- 给定文字 -
"""

Thursday, April 24, 2008

我和我的小黑炭


他就叫小黑碳了,這名子其實是高中時幾個女生幫我取的..後來想想還不錯..

讓我的小黑炭,照亮眼前那灰暗的路,黑中帶紅又帶熱 ..

Thursday, April 17, 2008

智商不到20

最近腦袋都用來抵抗外患,

要考試的東西都要到前一天才念,

都只剩老弱殘兵..

頭腦好重好重.....

好不敏感...

給我點威爾剛,我要再抬起頭來...

Wednesday, April 16, 2008

a meaningful clip

When u skate (everything else also i think), it is really awesome to know that u r not alone and u will always get those cheers that keep the spirit of skateboarding fresh even after like million times of failures. We are the cockiest bunch on earth ever , even someday we all sex change into some cockless pussies--still we are the cockiest.

"""

- 记录数据 -

"""

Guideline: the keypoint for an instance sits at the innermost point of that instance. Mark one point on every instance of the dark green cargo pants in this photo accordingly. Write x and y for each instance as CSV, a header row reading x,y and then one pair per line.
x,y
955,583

"""

- 练习任务 1 -
根据这段博客文字,"小黑碳"这个名字最初是谁取的?
- 练习任务 2 -
请接续这段博客文字,从它的最后一句之后往下写。

- 任务结果 1 -
高中时几个女生帮作者取的。

- 任务结果 2 -
Sunday, April 13, 2008

to Ginotin

Can't remember when was the very late time i saw your smile and the grating symphony we orchestrated together by those bearings in the wheels of our skateboards. The love pattern woven from azalea by lovers in the lawn at the maingate seems like the amorphous clouds gifted from above -- sweet yet fleeting.
And you are flown to a place with more sunshine and it will beam through the tangled complexity of love and vaporize the tears on your face--then I will see your smile again and the symphony shall be heard again.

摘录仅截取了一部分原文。